◆ **TEXTE EXTRAIT**:
***
C’est préférable de voyager léger. N’est-ce pas.

Est-ce vraiment raisonnable, alors, de prendre cette petite jupe d’été, ces 2 robes mi-saison, ces 3 pulls chauds, ces 4 jeans? Ces 5 petites culottes, les faut-il? Ces 6 paires de chaussettes?

Mieux vaut ne pas s’encombrer, d’accessoires ou de scrupules.

Alors laissons tout.

Pourtant, les petites culottes…

Mettons deux petites culottes et un scrupule en moins.

Mais lesquelles choisir? Celle à fleurs, celle à dentelles, celle en soie, celle en coton? Celle dont l’élastique lâche mais qui est si douce à porter, qu’on dirait qu’elle vous accompagne, comme une vieille amie bienveillante à qui on ne la fait plus? Ou bien celle-ci, sévère, inconfortable, mais plus élégante ?

Mettons cinq petites culottes mais un regret de plus (d’avoir renoncé à celle dont l’élastique lâche).
***
◆ **DONNÉES FOURNIES**:
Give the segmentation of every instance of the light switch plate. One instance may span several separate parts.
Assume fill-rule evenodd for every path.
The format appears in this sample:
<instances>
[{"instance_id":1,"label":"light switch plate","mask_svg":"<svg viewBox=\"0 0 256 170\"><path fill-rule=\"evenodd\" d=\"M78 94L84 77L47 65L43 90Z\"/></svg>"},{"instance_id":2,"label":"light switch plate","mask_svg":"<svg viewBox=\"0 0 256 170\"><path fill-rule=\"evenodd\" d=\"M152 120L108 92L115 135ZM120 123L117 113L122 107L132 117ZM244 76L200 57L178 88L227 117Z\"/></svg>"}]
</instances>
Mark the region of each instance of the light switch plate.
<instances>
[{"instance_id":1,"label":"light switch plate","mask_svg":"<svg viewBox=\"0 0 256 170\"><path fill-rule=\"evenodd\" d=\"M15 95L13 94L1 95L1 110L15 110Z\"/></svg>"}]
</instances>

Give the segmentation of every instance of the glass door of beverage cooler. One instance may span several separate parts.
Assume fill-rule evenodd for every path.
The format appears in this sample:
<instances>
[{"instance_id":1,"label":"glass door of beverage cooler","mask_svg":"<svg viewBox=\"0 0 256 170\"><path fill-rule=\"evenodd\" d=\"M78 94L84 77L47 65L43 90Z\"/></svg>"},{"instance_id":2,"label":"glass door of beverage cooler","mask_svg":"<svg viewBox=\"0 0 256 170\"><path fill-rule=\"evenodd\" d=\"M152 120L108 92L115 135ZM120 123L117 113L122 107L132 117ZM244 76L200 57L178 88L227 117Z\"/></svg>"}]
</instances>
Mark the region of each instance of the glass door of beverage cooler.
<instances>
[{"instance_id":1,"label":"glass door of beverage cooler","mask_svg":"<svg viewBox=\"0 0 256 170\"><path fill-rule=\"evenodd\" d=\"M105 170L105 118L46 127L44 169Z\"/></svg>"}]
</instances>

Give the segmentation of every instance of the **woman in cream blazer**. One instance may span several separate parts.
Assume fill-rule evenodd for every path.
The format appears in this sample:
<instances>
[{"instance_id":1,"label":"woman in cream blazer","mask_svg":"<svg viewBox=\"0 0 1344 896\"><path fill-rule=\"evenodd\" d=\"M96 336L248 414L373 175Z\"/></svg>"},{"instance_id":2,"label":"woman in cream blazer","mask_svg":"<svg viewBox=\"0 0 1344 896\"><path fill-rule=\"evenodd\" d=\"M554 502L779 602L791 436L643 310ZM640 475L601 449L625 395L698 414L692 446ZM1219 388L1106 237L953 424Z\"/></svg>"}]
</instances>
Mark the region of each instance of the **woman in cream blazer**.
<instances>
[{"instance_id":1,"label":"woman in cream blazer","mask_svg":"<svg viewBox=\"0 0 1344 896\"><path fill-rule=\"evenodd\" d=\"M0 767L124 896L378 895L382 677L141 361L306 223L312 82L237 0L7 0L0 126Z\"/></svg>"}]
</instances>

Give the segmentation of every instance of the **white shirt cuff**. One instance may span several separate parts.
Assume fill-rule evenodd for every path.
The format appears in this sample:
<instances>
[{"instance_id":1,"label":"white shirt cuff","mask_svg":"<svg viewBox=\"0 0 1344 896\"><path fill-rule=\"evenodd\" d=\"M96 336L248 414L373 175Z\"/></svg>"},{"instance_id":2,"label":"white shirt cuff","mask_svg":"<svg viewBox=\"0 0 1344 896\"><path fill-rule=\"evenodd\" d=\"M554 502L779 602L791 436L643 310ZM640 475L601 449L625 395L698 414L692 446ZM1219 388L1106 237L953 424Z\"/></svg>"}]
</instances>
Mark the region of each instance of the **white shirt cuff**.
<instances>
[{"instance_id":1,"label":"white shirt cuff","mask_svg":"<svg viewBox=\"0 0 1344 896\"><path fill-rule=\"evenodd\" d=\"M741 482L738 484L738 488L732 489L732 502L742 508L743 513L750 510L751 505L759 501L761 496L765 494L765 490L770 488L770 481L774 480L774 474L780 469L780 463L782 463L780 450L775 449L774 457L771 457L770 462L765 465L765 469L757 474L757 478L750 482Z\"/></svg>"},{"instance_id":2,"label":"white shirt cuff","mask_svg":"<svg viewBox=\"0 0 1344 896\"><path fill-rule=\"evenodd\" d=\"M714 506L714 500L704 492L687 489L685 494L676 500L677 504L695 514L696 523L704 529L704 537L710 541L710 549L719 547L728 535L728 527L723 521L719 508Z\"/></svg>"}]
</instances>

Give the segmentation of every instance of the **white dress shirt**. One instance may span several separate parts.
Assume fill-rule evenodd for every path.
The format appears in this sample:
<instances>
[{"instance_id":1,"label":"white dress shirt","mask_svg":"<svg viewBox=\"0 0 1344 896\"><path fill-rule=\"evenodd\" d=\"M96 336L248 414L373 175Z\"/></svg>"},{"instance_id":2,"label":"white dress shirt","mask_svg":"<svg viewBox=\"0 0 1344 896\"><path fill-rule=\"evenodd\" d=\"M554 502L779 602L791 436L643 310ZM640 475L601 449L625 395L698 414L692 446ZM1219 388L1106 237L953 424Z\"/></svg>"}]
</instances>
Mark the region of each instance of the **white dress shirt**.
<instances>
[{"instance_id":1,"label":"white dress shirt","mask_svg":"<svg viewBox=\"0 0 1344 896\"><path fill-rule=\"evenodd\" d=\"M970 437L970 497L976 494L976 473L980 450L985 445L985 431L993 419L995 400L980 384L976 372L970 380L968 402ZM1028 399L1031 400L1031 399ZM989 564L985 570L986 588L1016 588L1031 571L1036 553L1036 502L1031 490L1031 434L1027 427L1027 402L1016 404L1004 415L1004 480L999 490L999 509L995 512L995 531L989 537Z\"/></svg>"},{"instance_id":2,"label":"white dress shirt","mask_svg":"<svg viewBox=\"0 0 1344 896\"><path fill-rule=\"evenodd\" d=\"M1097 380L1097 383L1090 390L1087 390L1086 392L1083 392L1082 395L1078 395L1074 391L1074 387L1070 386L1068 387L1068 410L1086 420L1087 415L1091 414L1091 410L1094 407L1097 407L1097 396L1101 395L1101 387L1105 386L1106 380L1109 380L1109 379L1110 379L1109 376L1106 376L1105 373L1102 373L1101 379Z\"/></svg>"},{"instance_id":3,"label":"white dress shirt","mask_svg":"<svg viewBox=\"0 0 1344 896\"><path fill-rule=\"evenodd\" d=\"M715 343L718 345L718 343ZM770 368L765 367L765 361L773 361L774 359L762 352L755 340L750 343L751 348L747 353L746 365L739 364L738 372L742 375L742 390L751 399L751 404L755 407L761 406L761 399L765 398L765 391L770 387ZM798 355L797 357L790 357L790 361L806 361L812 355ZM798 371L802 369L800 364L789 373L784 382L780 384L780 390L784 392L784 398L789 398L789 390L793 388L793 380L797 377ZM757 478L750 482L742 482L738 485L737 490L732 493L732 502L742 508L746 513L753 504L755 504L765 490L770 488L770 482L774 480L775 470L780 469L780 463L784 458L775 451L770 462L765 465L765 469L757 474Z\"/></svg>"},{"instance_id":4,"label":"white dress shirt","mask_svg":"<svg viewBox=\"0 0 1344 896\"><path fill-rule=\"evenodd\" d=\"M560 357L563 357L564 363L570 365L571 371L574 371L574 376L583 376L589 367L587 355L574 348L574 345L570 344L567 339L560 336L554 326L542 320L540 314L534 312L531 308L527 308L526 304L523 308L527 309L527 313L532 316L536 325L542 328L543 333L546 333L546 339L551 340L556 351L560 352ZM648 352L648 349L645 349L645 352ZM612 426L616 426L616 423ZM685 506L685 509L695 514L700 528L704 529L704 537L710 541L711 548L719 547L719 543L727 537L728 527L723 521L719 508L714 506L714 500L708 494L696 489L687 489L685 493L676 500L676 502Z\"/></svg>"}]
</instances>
***
◆ **CONSIGNES**:
**1.** Dans le texte sur les bagages de voyage, qu'entraîne la décision de mettre cinq petites culottes ?
**2.** Écrivez la suite du texte sur les bagages de voyage, en reprenant après sa dernière phrase.

◆ **CORRIGÉ**:
**1.** Un regret de plus, celui d'avoir renoncé à la culotte dont l'élastique lâche.

**2.**
Mettons cinq petites culottes, mais si le temps est froid, s’il est chaud, si d’aventure il fallait aller danser, ou bien jardiner, ou bien ou bien ou bien…

Comment choisir entre la paire de galoches et celle d’escarpins, entre la pelisse et le maillot de bain?

C’est impossible de choisir.

Alors tout redéfaire, tout déballer.

Désespérer.

Et puis se dire cela, que ce qui pèse lourd ce n’est pas les choses qu’on emporte, mais ce qui les contient. Que ce qu’il faut, pour voyager léger, c’est une valise légère. Légère mais solide. Une valise qui tienne son contenu comme on dit de quelqu’un qu’il tient parole.

Les paroles données, les paroles tenues pèseront toujours moins lourd que les scrupules et les regrets.

Ce qu’il faut, c’est une valise à paroles.

Ca tombe bien, nous avons ça en magasin. Et avec elle, on peut y aller, ça tient sans craquer, la petite jupe d’été, les 2 robes mi-saison, les 3 pulls chauds, les 4 jeans, les 5 petites culottes, non, les 6, et puis aussi la brosse à dents, la brosse à cheveux, la brosse à sourcils, et même la brosse à reluire, ainsi que les 7 pêchés capitaux, les 8 merveilles du monde, les 9 vies du chat, les 10 commandements, les 11 coton-tiges, les 12 coups de minuit et les 36 chandelles.

Et va aussi pour les chemises de nuit  et les petits bibis.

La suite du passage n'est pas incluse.